= GOAL OF THE EXERCISE =
Copy only what lies from the line containing "Target: tail light" through the line containing "indicate the metal grid, one dot per instance" in the entries below, keeping both end lines exact and dropping every picture.

= RECORDS FOR THE TASK =
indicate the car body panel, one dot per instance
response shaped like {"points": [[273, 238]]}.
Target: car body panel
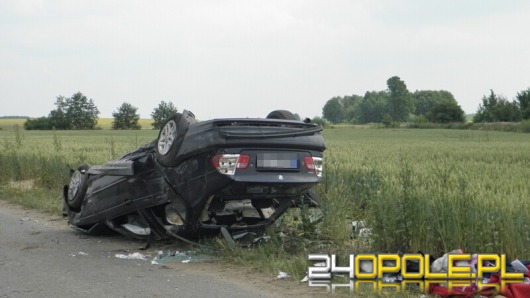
{"points": [[143, 194]]}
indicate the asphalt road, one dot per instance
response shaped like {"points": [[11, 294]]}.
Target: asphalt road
{"points": [[41, 257]]}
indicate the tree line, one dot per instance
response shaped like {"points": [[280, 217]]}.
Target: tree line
{"points": [[79, 112], [398, 104]]}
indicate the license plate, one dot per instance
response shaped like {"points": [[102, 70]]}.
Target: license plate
{"points": [[278, 160]]}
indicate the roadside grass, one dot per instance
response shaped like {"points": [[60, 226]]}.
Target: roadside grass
{"points": [[417, 190], [103, 123]]}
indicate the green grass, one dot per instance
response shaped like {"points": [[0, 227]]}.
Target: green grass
{"points": [[430, 190], [103, 123]]}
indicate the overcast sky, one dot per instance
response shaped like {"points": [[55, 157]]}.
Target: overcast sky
{"points": [[246, 58]]}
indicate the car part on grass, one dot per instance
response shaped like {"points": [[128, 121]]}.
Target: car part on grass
{"points": [[232, 175]]}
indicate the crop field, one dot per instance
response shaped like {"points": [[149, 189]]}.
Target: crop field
{"points": [[417, 190]]}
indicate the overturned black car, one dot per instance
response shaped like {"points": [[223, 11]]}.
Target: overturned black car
{"points": [[221, 174]]}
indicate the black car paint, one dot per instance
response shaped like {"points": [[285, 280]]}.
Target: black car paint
{"points": [[137, 187]]}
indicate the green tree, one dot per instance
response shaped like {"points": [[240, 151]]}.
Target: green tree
{"points": [[341, 109], [126, 117], [495, 108], [76, 112], [161, 113], [446, 112], [401, 103], [523, 98], [41, 123], [57, 119]]}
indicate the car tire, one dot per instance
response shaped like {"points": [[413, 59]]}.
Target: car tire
{"points": [[77, 187], [169, 140], [281, 114]]}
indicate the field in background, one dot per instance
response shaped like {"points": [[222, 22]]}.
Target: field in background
{"points": [[103, 123], [427, 190]]}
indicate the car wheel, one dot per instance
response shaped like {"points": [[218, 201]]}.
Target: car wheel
{"points": [[168, 142], [281, 114], [77, 187]]}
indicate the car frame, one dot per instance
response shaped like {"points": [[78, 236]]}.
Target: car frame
{"points": [[230, 175]]}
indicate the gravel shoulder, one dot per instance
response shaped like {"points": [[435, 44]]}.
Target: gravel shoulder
{"points": [[40, 256]]}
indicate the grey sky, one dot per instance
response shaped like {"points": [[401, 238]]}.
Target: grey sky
{"points": [[246, 58]]}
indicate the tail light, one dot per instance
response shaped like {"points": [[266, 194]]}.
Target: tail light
{"points": [[314, 164], [228, 163]]}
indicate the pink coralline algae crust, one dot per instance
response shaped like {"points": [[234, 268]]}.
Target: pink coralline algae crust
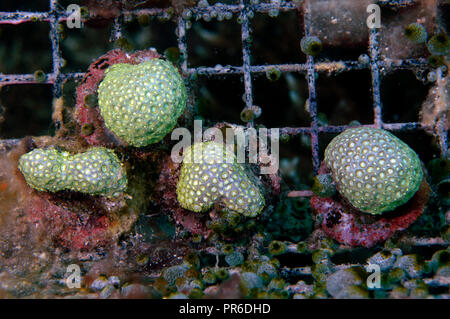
{"points": [[86, 115], [69, 227], [349, 226]]}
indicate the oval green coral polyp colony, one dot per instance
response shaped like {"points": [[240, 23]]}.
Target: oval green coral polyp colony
{"points": [[210, 173], [373, 169], [141, 103], [97, 171]]}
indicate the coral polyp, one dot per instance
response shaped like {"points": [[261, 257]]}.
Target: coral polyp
{"points": [[97, 171], [373, 169], [211, 173], [142, 103], [416, 33]]}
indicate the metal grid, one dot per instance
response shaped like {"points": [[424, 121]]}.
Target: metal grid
{"points": [[244, 10]]}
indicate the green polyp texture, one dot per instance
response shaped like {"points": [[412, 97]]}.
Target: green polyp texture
{"points": [[98, 171], [209, 174], [373, 169], [416, 33], [323, 185], [142, 103]]}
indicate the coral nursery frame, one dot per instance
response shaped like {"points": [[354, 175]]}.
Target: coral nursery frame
{"points": [[242, 8]]}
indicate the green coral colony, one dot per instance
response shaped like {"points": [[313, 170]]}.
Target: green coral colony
{"points": [[98, 171], [210, 173], [141, 103], [373, 169]]}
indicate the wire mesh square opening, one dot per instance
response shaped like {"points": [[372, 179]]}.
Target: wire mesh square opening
{"points": [[274, 42], [216, 104], [402, 96], [81, 46], [345, 97], [212, 43], [26, 114], [145, 32], [289, 93], [21, 53]]}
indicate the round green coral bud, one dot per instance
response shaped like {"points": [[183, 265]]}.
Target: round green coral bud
{"points": [[373, 169], [97, 171], [141, 103], [210, 173], [416, 33]]}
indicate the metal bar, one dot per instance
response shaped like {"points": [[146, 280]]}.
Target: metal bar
{"points": [[245, 34]]}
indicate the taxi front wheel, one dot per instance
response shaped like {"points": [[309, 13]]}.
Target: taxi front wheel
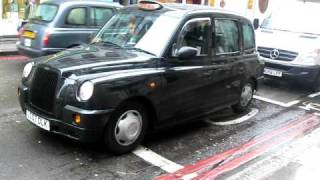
{"points": [[245, 98], [126, 128]]}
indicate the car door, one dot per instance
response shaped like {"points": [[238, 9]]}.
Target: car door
{"points": [[187, 80], [225, 60], [99, 16]]}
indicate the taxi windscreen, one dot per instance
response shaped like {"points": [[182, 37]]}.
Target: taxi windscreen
{"points": [[138, 29]]}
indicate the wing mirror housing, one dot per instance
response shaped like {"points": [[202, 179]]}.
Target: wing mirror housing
{"points": [[91, 36], [256, 23], [187, 52]]}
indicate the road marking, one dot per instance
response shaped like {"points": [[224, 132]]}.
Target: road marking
{"points": [[265, 167], [239, 120], [307, 105], [245, 152], [289, 104], [213, 174], [156, 160], [13, 58], [314, 95]]}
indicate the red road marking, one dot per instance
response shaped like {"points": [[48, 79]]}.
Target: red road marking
{"points": [[16, 57], [204, 165], [213, 174]]}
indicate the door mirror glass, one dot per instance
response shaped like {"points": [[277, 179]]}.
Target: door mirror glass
{"points": [[187, 52], [91, 36], [256, 23]]}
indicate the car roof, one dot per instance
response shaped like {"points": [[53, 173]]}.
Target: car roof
{"points": [[81, 2], [181, 10]]}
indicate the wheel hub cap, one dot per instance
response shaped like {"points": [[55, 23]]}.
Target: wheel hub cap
{"points": [[246, 95], [128, 127]]}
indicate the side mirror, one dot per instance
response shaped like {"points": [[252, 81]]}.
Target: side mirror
{"points": [[256, 23], [91, 36], [187, 52]]}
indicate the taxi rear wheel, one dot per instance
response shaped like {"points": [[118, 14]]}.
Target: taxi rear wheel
{"points": [[245, 99], [315, 86], [126, 128]]}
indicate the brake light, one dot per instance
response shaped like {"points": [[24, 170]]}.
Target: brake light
{"points": [[46, 39]]}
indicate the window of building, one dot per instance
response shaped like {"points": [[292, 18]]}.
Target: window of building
{"points": [[226, 36], [77, 16]]}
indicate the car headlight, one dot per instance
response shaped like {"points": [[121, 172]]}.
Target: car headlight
{"points": [[309, 58], [27, 69], [85, 91]]}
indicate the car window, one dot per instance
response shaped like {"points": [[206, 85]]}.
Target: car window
{"points": [[77, 16], [99, 16], [248, 36], [226, 36], [195, 34], [44, 12]]}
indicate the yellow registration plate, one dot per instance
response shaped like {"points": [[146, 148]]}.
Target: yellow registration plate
{"points": [[29, 34]]}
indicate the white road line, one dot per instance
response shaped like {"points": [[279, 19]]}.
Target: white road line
{"points": [[314, 95], [156, 160], [241, 119], [268, 165], [289, 104]]}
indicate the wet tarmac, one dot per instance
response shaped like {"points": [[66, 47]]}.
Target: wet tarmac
{"points": [[29, 153]]}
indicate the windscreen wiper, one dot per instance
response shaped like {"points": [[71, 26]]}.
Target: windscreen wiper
{"points": [[141, 50]]}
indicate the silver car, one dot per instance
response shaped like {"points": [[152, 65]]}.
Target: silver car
{"points": [[56, 25]]}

= ANSWER SPACE =
Target: tail light
{"points": [[314, 164], [228, 163]]}
indicate the pink coralline algae crust, one dot per instance
response shaped like {"points": [[234, 268]]}.
Target: pink coralline algae crust
{"points": [[86, 115], [69, 227], [349, 226]]}
indicate the oval green coral polyp colony, one dot per instance
response shaped like {"points": [[240, 23]]}.
Target: oval green coral polyp colony
{"points": [[210, 173], [373, 169], [141, 103], [97, 171]]}
indicate the coral polyp, one dot per instance
response shaped like {"points": [[261, 257]]}.
Target: coral polyp
{"points": [[97, 171], [373, 169], [211, 173], [142, 103], [416, 33]]}
indicate the metal grid, one dot per instance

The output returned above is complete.